> **SET PROBLEM**:
Reproduce the listing below verbatim, line by line, with no changes of any kind.

> **Entries drawn from a collection**:
=-=-=-=-=

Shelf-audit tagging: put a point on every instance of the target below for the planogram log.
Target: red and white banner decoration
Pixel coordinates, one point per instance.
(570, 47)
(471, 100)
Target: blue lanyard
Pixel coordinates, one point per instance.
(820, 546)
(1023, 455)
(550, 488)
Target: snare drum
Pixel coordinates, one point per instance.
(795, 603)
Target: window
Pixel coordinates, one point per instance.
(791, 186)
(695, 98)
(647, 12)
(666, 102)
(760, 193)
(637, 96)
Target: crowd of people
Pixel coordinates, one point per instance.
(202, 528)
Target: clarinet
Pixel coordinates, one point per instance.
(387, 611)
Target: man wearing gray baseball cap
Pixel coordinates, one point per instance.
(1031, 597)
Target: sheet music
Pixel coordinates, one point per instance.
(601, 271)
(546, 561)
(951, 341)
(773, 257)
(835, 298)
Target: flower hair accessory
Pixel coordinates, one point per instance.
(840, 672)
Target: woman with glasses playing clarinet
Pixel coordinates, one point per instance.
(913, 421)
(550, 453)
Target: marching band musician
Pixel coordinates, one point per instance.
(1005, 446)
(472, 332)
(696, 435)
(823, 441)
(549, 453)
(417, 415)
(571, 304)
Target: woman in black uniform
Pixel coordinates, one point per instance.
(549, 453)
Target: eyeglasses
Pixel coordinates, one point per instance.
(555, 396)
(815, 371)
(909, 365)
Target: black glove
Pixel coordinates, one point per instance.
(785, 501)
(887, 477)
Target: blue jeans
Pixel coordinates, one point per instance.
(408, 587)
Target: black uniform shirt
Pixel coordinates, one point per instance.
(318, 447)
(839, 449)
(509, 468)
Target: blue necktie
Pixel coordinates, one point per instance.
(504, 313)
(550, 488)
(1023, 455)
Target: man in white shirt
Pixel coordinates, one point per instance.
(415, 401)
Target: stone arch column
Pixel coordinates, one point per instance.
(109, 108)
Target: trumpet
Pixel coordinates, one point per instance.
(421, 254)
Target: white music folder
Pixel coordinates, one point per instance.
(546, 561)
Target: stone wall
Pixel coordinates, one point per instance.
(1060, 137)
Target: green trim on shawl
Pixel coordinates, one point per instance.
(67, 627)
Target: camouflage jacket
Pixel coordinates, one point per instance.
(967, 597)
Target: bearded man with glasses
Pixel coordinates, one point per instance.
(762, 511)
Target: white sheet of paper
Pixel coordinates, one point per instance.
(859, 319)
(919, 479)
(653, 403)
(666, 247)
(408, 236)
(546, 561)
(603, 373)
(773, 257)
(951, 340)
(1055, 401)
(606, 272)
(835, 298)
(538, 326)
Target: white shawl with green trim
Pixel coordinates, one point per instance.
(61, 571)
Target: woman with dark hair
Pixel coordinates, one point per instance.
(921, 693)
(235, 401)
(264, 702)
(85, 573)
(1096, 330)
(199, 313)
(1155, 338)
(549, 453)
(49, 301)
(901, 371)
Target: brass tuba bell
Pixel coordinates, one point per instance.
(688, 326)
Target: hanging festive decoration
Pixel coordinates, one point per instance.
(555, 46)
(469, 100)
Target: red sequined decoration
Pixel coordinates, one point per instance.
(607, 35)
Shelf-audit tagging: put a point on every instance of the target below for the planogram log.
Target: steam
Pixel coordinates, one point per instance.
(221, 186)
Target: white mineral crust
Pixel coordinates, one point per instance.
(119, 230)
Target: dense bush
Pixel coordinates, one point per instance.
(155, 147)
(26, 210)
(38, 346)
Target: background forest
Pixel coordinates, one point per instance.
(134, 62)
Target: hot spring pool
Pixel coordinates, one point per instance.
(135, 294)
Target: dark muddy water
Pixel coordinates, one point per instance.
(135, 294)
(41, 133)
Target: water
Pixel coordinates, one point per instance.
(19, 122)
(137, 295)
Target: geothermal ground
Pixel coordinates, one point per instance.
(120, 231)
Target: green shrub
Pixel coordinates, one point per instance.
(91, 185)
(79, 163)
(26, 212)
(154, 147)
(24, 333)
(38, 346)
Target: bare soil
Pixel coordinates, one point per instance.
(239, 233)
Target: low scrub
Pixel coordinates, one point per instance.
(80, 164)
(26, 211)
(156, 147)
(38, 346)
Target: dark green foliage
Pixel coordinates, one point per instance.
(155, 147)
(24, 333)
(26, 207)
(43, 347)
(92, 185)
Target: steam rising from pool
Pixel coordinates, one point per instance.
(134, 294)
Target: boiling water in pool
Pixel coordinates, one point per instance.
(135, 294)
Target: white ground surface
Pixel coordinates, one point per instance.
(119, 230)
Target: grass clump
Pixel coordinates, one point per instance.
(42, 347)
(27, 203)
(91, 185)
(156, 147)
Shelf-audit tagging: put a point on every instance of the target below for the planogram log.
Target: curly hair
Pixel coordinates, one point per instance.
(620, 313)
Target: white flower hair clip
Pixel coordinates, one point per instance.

=-=-=-=-=

> **CORRECT OUTPUT**:
Shelf-audit tagging: put a point on every instance of the target below for the planogram log.
Target: red and white banner decoration
Pixel coordinates, one point per instance.
(570, 47)
(471, 100)
Target: blue lanyard
Pixel coordinates, one point per instance.
(820, 546)
(1023, 455)
(550, 488)
Target: snare drum
Pixel coordinates, one point per instance.
(795, 603)
Target: window
Pixel coordinates, one point per instance.
(791, 186)
(695, 98)
(647, 12)
(666, 102)
(760, 193)
(637, 96)
Target: crowd of people
Pixel coordinates, one point per instance.
(202, 528)
Target: clarinet
Pixel coordinates, one point per instance.
(387, 611)
Target: man wearing gray baseball cap
Pixel coordinates, one point per instance.
(1031, 597)
Target: sheet music
Pixel coordinates, one point per instance.
(601, 271)
(546, 561)
(951, 341)
(773, 257)
(835, 298)
Target: flower hair accessory
Pixel coordinates, one point per instance.
(840, 672)
Target: woman with glasses playing clarinet
Pixel coordinates, one point per instance.
(913, 421)
(550, 453)
Target: marching band musician
Pixel coordinates, one point per instance.
(1005, 446)
(472, 332)
(696, 435)
(823, 441)
(549, 453)
(417, 415)
(571, 304)
Target: woman in black uniform
Pixel coordinates, one point per instance.
(549, 453)
Target: eyeglasses
Pixel coordinates, one point per instance.
(555, 396)
(815, 371)
(909, 365)
Target: black glove
Pixel coordinates, one point per instance.
(785, 501)
(887, 477)
Target: blue jeans
Pixel coordinates, one point per instance.
(408, 587)
Target: black uniform shirt
Pixel coordinates, one point per instance.
(318, 447)
(839, 449)
(509, 468)
Target: blue necktie
Pixel coordinates, one point per instance.
(504, 313)
(550, 488)
(1023, 455)
Target: man in white shirt
Pixel coordinates, one point per instance.
(415, 401)
Target: stone arch column
Pixel coordinates, one point per instance.
(109, 108)
Target: trumpet
Pixel coordinates, one point per instance.
(421, 254)
Target: white music folder
Pixel coordinates, one point per instance.
(546, 561)
Target: stone wall
Pixel coordinates, one point per instance.
(1060, 137)
Target: green trim on shawl
Pixel coordinates, one point per instance.
(67, 627)
Target: camouflage jacket
Pixel coordinates, one point per instance.
(967, 597)
Target: bearded man with glasses
Pixel coordinates, one point per instance.
(762, 511)
Target: white sheet of paper
Pixel coordinates, one point per instance.
(859, 319)
(919, 479)
(653, 403)
(666, 247)
(408, 236)
(546, 561)
(603, 373)
(773, 257)
(951, 340)
(1055, 401)
(606, 272)
(835, 298)
(538, 326)
Target: white shawl with green trim
Pixel coordinates, one point per instance.
(61, 571)
Target: woman with dark hair
Pixel coordinates, one point per instance.
(921, 693)
(235, 401)
(264, 702)
(85, 573)
(1096, 330)
(199, 313)
(1155, 338)
(549, 453)
(49, 301)
(901, 371)
Target: brass tuba bell
Pixel coordinates, one point per instance.
(688, 326)
Target: hanging festive decoration
Pixel coordinates, one point per instance.
(555, 46)
(469, 100)
Target: red sequined decoration
Pixel coordinates, one point per instance.
(607, 35)
Shelf-audit tagging: put a point on every instance of the target below for the planogram log.
Target: steam
Pixel coordinates, one point per instance.
(221, 186)
Target: white mineral crust
Pixel coordinates, one point per instance.
(119, 230)
Target: dense bush
Pixel coordinates, one point per instance.
(155, 147)
(26, 210)
(38, 346)
Target: background forest
Pixel coordinates, one point per instance.
(134, 62)
Target: hot spring pool
Pixel coordinates, one point per instance.
(135, 294)
Target: dark muddy water
Pixel coordinates, one point per instance.
(135, 294)
(41, 133)
Target: water
Pixel coordinates, one point per instance.
(19, 122)
(137, 295)
Target: geothermal ground
Pixel coordinates, one point per instance.
(120, 231)
Target: green shrub
Pixel coordinates, one point per instance.
(91, 185)
(79, 163)
(26, 212)
(154, 147)
(24, 333)
(38, 346)
Target: bare soil
Pixel coordinates, one point per instance.
(239, 233)
Target: low scrub
Pixel coordinates, one point per instance.
(80, 164)
(26, 211)
(156, 147)
(38, 346)
Target: dark green foliage
Pixel coordinates, one point per instance.
(155, 147)
(24, 333)
(26, 207)
(43, 347)
(92, 185)
Target: steam rising from pool
Pixel coordinates, one point per instance.
(134, 294)
Target: boiling water in pool
Pixel coordinates, one point per instance.
(135, 294)
Target: white ground surface
Pixel coordinates, one point per instance.
(119, 230)
Target: grass clump
Pixel coordinates, one point per instance.
(42, 347)
(27, 203)
(91, 185)
(156, 147)
Shelf-audit tagging: put a point on every instance of the target below for the planogram log.
Target: curly hair
Pixel coordinates, one point per instance.
(620, 313)
Target: white flower hair clip
Pixel coordinates, one point per instance.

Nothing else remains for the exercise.